[START OF GIVEN PASSAGE]

Anyone who has been in and around education over the last twenty years or more can attest to the decreasing number of qualified teachers seeking jobs amid the increasing number of teaching vacancies. Teachers leave one school district for another, or they leave the profession, for various personal and professional reasons. As districts all over the United States see the applicant pool dwindle for their respective positions, more are becoming laser-focused on perhaps their greatest asset, the beginning teacher. Yet, 17% of teachers leave education within the first five years (Gray et al., 2015). So what can be done to keep new teachers in our districts, schools, and the profession? Here are 4 critical areas to consider.
Administrators Set the Tone
Just like teachers are in the classroom, administrators are the decisive element in their building or in the district, depending on the level of administration they have attained. The district-level administrator can impact building-level climate either positively or negatively. A casual criticism during a building walkthrough might result in negative changes to something teachers are doing whether it’s pedagogically or regarding the classroom environment, which in turn impacts the climate of that building. The criticism may be totally valid, but how things are framed, explained, and disseminated does matter, especially with regard to beginning teachers. As a 27-year veteran educator, I understand that the national average tenure of principals in their schools was four years as of 2016–17, and a staggering 35% of principals remain in their schools for less than two years (Levin, S. & Bradley, K., 2019). I spent nine years in a small district and had seven different principals. A beginning teacher may not have this knowledge, or even if they do, it may not matter. Oppressive atmospheres in schools and districts can result in high attrition or high numbers of teachers leaving the profession altogether. Turnover like this makes it hard to sustain a positive building culture for all teachers, so what can we do?

[END OF GIVEN PASSAGE]
[START OF SUPPLIED RECORDS]

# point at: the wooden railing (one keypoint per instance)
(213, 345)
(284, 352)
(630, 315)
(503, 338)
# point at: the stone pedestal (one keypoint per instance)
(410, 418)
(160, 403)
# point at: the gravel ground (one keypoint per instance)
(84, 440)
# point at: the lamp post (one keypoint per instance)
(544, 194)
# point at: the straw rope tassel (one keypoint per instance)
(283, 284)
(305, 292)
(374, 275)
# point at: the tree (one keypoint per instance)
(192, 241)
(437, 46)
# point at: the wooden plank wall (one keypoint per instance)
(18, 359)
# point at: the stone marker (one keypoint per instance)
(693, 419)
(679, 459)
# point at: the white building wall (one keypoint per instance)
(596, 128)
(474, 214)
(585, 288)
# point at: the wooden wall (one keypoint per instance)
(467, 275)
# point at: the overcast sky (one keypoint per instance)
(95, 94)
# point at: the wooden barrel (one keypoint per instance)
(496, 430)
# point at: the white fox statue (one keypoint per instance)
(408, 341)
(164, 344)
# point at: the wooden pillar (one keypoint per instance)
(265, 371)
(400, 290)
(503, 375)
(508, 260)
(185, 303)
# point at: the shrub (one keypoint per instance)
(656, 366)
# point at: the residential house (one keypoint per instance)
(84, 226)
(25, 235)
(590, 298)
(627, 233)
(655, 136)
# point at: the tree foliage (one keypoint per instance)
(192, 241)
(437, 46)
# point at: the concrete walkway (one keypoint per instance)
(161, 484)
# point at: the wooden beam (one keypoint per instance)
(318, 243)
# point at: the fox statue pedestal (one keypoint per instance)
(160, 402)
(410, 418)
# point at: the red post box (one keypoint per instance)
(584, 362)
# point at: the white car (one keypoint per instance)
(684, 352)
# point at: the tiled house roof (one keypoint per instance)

[END OF SUPPLIED RECORDS]

*BRIEF:* Repeat the passage on retaining new teachers word for word, from "Anyone who has" up to and including "areas to consider.".

*ANSWER TO THIS PROBLEM:*
Anyone who has been in and around education over the last twenty years or more can attest to the decreasing number of qualified teachers seeking jobs amid the increasing number of teaching vacancies. Teachers leave one school district for another, or they leave the profession, for various personal and professional reasons. As districts all over the United States see the applicant pool dwindle for their respective positions, more are becoming laser-focused on perhaps their greatest asset, the beginning teacher. Yet, 17% of teachers leave education within the first five years (Gray et al., 2015). So what can be done to keep new teachers in our districts, schools, and the profession? Here are 4 critical areas to consider.